Gather every line in the listing below that contains the word "ottoman", and copy each such line in full.

---

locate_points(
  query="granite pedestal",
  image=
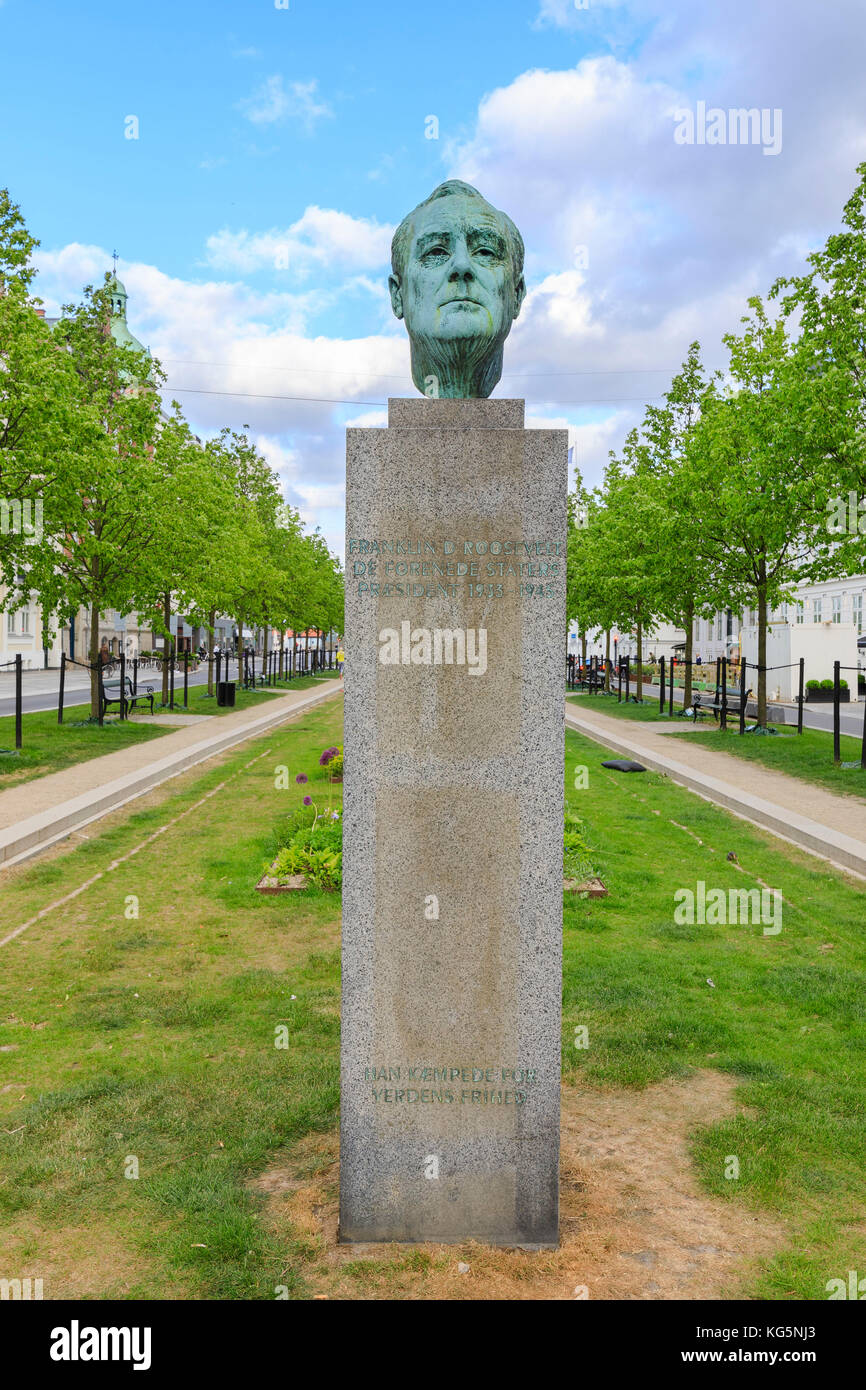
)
(453, 826)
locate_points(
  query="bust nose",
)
(462, 263)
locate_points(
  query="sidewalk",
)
(834, 826)
(39, 812)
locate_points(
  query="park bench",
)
(706, 701)
(590, 680)
(124, 694)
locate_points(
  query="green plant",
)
(577, 855)
(314, 848)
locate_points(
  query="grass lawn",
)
(50, 747)
(152, 1039)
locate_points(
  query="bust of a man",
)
(456, 278)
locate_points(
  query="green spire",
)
(120, 330)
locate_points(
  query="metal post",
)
(837, 691)
(63, 681)
(17, 699)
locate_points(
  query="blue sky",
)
(278, 148)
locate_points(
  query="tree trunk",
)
(211, 619)
(762, 653)
(166, 644)
(690, 645)
(95, 658)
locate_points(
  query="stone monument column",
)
(453, 824)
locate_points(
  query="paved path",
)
(829, 824)
(39, 812)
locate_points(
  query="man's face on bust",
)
(459, 280)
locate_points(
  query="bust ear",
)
(520, 293)
(396, 295)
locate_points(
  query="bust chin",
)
(458, 282)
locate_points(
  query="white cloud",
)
(323, 236)
(274, 102)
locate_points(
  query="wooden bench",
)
(706, 701)
(125, 695)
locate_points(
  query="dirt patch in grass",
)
(85, 1262)
(634, 1222)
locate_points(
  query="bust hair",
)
(402, 238)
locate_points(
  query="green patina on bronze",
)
(456, 280)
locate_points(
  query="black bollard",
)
(742, 690)
(63, 681)
(837, 692)
(18, 708)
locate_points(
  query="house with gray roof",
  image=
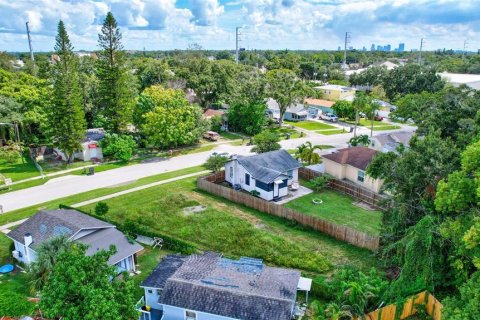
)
(76, 226)
(269, 173)
(209, 286)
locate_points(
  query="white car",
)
(329, 117)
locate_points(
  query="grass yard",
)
(283, 131)
(233, 229)
(311, 125)
(339, 208)
(19, 170)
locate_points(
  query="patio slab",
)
(292, 195)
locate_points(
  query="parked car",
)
(211, 135)
(329, 117)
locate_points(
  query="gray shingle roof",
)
(242, 289)
(47, 224)
(104, 238)
(266, 167)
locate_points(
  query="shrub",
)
(101, 208)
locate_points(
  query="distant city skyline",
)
(266, 24)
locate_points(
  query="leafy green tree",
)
(86, 287)
(173, 121)
(361, 140)
(284, 87)
(101, 208)
(344, 109)
(116, 85)
(67, 119)
(266, 141)
(120, 147)
(216, 162)
(247, 118)
(47, 255)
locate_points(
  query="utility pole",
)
(237, 40)
(347, 41)
(465, 44)
(30, 43)
(420, 52)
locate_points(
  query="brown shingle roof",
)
(358, 157)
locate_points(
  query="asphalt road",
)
(70, 185)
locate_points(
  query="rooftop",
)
(358, 157)
(47, 224)
(241, 289)
(266, 167)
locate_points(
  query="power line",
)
(422, 42)
(347, 41)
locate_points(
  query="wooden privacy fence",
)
(357, 238)
(346, 187)
(432, 306)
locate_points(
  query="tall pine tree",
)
(117, 89)
(67, 118)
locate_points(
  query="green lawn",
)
(233, 229)
(339, 208)
(19, 170)
(26, 212)
(283, 131)
(311, 125)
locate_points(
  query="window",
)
(361, 176)
(190, 315)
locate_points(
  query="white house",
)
(270, 173)
(78, 227)
(210, 287)
(91, 149)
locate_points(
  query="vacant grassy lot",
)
(339, 208)
(18, 170)
(233, 229)
(312, 125)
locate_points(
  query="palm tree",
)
(47, 254)
(359, 104)
(306, 153)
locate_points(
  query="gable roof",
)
(266, 167)
(47, 224)
(319, 102)
(358, 157)
(241, 289)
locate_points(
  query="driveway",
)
(61, 188)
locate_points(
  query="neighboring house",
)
(207, 286)
(209, 113)
(91, 149)
(350, 164)
(268, 173)
(296, 112)
(387, 142)
(334, 92)
(78, 227)
(315, 107)
(457, 79)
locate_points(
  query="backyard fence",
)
(357, 238)
(390, 312)
(349, 188)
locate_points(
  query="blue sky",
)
(266, 24)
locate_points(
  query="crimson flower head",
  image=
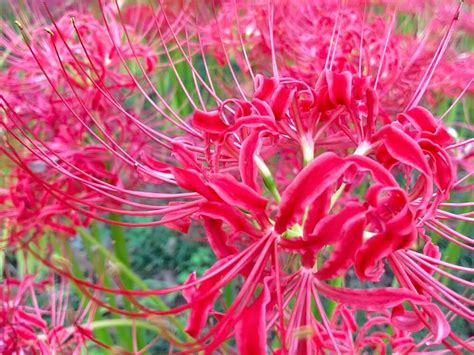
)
(307, 158)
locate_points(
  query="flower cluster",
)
(305, 155)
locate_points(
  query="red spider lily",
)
(29, 325)
(355, 191)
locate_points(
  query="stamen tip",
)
(19, 25)
(48, 30)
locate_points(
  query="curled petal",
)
(369, 299)
(250, 330)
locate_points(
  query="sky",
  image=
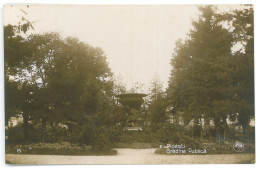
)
(138, 40)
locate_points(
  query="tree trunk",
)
(25, 128)
(43, 129)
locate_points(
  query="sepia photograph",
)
(129, 84)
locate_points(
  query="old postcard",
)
(129, 84)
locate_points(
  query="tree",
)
(200, 84)
(157, 105)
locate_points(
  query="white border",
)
(132, 2)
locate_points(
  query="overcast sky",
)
(137, 40)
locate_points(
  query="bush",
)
(64, 148)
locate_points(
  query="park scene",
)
(129, 84)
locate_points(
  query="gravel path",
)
(131, 156)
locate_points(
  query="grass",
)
(57, 149)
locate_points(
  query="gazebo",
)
(132, 103)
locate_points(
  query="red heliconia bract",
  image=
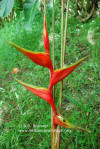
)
(40, 92)
(45, 36)
(44, 60)
(60, 74)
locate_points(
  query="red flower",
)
(45, 36)
(40, 92)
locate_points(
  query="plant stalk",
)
(63, 49)
(53, 91)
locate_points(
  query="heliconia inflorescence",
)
(43, 59)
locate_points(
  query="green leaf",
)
(30, 7)
(6, 7)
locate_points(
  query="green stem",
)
(53, 93)
(66, 26)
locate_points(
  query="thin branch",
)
(65, 36)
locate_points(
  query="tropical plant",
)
(56, 75)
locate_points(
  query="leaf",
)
(30, 9)
(39, 58)
(40, 92)
(45, 36)
(60, 74)
(59, 120)
(6, 7)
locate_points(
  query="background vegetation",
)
(22, 114)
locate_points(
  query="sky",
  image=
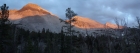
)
(100, 10)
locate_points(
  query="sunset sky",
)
(99, 10)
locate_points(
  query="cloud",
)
(99, 10)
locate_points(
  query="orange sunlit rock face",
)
(80, 22)
(27, 10)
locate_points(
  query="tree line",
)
(14, 39)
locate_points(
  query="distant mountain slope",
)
(82, 22)
(35, 18)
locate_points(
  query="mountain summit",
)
(34, 18)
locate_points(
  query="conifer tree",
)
(5, 37)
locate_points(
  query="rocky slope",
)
(35, 18)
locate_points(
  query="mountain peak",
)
(30, 6)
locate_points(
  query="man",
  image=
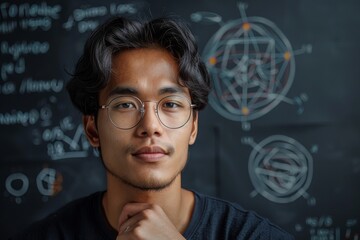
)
(140, 86)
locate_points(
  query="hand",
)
(145, 221)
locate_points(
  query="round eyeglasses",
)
(125, 112)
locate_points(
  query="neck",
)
(176, 202)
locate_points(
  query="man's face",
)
(149, 156)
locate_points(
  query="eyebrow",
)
(133, 91)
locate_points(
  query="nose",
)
(149, 124)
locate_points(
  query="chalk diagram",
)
(48, 182)
(252, 66)
(280, 168)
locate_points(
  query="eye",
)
(125, 105)
(170, 104)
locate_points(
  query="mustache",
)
(167, 147)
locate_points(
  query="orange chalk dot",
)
(287, 55)
(246, 26)
(245, 111)
(212, 60)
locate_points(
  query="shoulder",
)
(66, 221)
(229, 220)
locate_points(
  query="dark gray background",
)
(218, 163)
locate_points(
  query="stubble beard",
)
(150, 184)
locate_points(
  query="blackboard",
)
(281, 135)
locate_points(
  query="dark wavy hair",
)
(93, 69)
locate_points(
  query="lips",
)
(150, 153)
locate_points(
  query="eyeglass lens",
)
(125, 112)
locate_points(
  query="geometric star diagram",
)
(252, 66)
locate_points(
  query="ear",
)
(91, 130)
(194, 127)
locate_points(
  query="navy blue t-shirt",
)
(212, 219)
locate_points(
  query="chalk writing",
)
(9, 68)
(23, 48)
(7, 88)
(38, 86)
(18, 117)
(325, 228)
(8, 27)
(87, 19)
(49, 182)
(64, 141)
(14, 10)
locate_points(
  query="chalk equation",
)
(325, 228)
(63, 141)
(280, 169)
(252, 65)
(48, 183)
(27, 16)
(86, 19)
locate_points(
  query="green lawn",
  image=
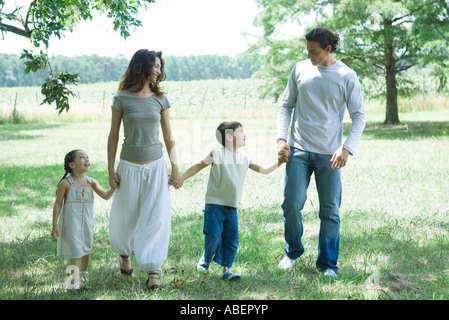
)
(394, 214)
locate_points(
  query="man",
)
(318, 92)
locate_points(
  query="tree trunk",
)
(392, 112)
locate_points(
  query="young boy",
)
(223, 195)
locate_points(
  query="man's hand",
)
(339, 158)
(283, 151)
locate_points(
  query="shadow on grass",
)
(34, 187)
(405, 131)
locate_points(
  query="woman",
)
(141, 210)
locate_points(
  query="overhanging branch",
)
(18, 31)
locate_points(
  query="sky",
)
(175, 27)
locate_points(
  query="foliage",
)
(377, 37)
(45, 18)
(54, 89)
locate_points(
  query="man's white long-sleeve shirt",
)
(318, 97)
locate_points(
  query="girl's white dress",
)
(76, 222)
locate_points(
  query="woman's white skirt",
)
(141, 213)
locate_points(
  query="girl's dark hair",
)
(325, 37)
(223, 128)
(69, 157)
(139, 69)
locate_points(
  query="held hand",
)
(114, 180)
(283, 151)
(175, 179)
(55, 233)
(339, 158)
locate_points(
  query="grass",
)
(394, 232)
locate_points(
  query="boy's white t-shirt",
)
(226, 178)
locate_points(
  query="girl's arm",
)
(265, 170)
(113, 137)
(100, 191)
(198, 167)
(63, 187)
(175, 177)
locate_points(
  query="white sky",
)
(176, 27)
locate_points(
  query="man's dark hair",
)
(325, 37)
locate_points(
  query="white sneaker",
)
(286, 263)
(330, 273)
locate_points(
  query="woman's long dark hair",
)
(139, 69)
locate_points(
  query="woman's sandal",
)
(128, 272)
(153, 281)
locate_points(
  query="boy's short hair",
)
(226, 127)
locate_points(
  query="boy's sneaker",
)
(330, 273)
(286, 263)
(229, 275)
(202, 265)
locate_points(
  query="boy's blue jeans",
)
(299, 169)
(221, 234)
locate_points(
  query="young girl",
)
(74, 208)
(224, 189)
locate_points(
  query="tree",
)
(384, 37)
(39, 20)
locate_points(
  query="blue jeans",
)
(299, 169)
(221, 234)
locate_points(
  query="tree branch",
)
(20, 32)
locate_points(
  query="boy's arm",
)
(100, 191)
(265, 170)
(198, 167)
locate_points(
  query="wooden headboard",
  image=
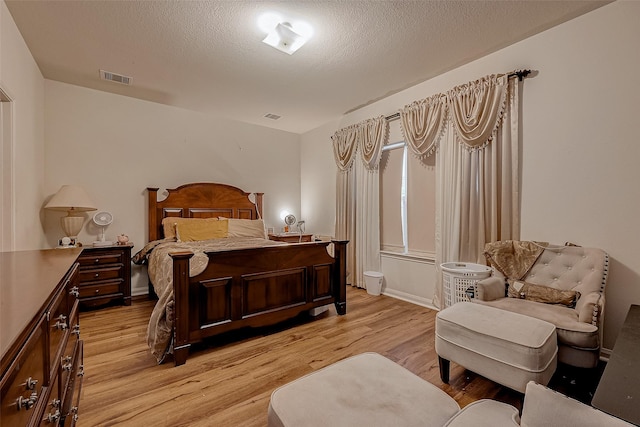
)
(201, 200)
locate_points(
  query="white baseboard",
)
(424, 302)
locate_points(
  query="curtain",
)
(358, 193)
(422, 124)
(477, 195)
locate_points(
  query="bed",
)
(237, 281)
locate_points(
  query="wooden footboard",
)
(254, 287)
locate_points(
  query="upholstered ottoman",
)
(363, 390)
(508, 348)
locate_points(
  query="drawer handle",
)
(27, 404)
(60, 325)
(30, 384)
(52, 418)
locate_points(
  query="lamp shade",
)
(70, 198)
(73, 200)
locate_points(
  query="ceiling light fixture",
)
(283, 35)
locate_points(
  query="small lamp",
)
(73, 200)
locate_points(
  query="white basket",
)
(457, 277)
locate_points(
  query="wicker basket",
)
(458, 277)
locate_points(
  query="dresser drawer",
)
(102, 258)
(22, 386)
(100, 289)
(53, 408)
(73, 388)
(58, 325)
(96, 274)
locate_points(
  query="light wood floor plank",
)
(229, 381)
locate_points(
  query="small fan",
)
(290, 220)
(102, 219)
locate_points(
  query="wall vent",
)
(113, 77)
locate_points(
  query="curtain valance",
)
(477, 108)
(423, 123)
(345, 144)
(368, 136)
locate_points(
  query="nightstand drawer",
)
(96, 274)
(97, 290)
(107, 257)
(104, 275)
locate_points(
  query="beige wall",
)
(580, 145)
(21, 80)
(116, 147)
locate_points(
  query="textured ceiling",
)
(207, 56)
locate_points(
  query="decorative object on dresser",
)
(105, 275)
(73, 200)
(232, 278)
(291, 237)
(102, 220)
(42, 358)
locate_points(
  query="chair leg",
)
(444, 369)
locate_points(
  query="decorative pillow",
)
(205, 229)
(539, 293)
(169, 224)
(246, 228)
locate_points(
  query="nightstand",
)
(290, 237)
(105, 275)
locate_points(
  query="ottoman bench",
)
(370, 390)
(508, 348)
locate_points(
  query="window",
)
(407, 199)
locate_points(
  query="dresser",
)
(40, 343)
(105, 275)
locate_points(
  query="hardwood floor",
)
(229, 382)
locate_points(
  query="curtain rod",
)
(520, 74)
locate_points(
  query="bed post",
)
(152, 199)
(181, 343)
(340, 275)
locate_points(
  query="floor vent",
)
(113, 77)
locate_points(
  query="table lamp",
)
(73, 200)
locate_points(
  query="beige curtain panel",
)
(423, 124)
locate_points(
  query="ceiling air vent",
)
(113, 77)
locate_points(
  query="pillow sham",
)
(539, 293)
(246, 227)
(207, 229)
(169, 224)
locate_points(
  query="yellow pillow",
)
(193, 231)
(169, 224)
(246, 228)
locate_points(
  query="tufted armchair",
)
(555, 272)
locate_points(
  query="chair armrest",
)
(485, 413)
(591, 308)
(544, 407)
(490, 289)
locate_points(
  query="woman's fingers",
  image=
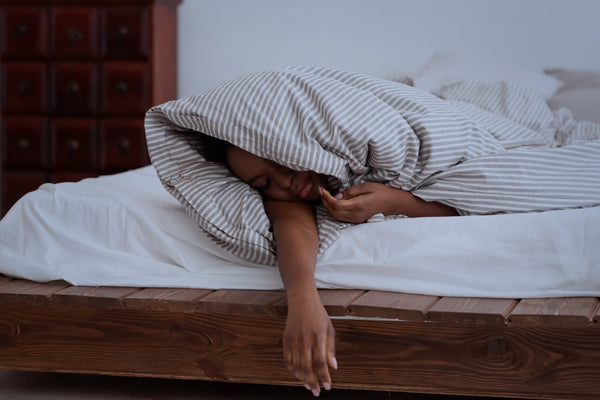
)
(310, 363)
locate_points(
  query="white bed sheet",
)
(126, 230)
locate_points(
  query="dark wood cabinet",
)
(76, 81)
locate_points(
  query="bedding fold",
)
(480, 147)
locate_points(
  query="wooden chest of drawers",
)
(76, 81)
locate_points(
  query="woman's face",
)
(273, 180)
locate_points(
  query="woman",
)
(288, 197)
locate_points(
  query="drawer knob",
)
(23, 87)
(124, 145)
(122, 31)
(21, 30)
(24, 144)
(121, 88)
(74, 36)
(73, 87)
(73, 145)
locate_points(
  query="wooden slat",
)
(554, 312)
(378, 304)
(471, 310)
(240, 302)
(335, 301)
(165, 299)
(24, 292)
(90, 296)
(382, 355)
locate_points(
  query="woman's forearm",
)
(309, 337)
(295, 230)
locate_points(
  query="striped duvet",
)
(480, 147)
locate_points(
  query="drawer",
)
(122, 144)
(75, 32)
(24, 143)
(24, 87)
(75, 88)
(125, 88)
(125, 33)
(74, 144)
(24, 32)
(16, 184)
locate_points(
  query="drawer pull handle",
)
(24, 144)
(73, 145)
(21, 30)
(74, 36)
(121, 88)
(124, 145)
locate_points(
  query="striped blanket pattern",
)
(480, 147)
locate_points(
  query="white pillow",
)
(449, 68)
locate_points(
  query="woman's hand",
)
(359, 203)
(309, 342)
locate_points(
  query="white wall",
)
(221, 39)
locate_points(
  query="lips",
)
(303, 189)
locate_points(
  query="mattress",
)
(126, 230)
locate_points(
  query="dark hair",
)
(213, 149)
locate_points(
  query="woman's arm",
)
(359, 203)
(309, 338)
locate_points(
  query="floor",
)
(16, 385)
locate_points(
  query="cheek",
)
(277, 194)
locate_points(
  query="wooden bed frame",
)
(530, 348)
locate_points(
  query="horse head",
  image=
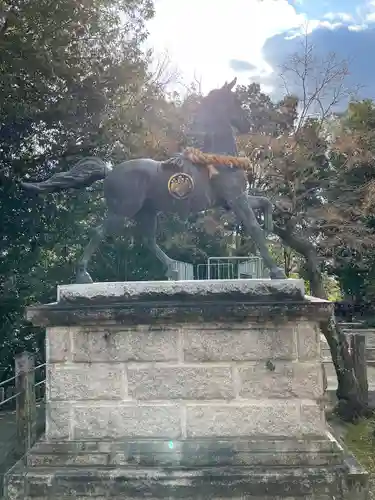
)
(218, 112)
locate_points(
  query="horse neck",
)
(213, 133)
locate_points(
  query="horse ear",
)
(230, 85)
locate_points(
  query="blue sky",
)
(214, 40)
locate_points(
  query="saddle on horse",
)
(207, 160)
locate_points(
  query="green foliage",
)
(73, 81)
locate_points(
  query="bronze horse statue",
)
(139, 189)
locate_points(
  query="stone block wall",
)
(184, 380)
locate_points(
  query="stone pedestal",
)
(188, 389)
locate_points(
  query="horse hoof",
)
(83, 278)
(277, 274)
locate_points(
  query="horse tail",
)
(82, 174)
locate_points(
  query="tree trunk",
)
(350, 406)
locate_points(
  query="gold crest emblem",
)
(180, 185)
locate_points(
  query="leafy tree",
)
(74, 81)
(293, 165)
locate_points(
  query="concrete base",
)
(198, 469)
(197, 389)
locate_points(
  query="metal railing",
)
(22, 411)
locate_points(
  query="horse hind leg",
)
(265, 205)
(147, 224)
(99, 233)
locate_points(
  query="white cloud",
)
(202, 36)
(339, 16)
(358, 27)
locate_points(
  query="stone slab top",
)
(171, 302)
(241, 289)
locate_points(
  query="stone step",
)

---

THE RESULT →
  query="upholstered ottoman",
  query="ottoman bench",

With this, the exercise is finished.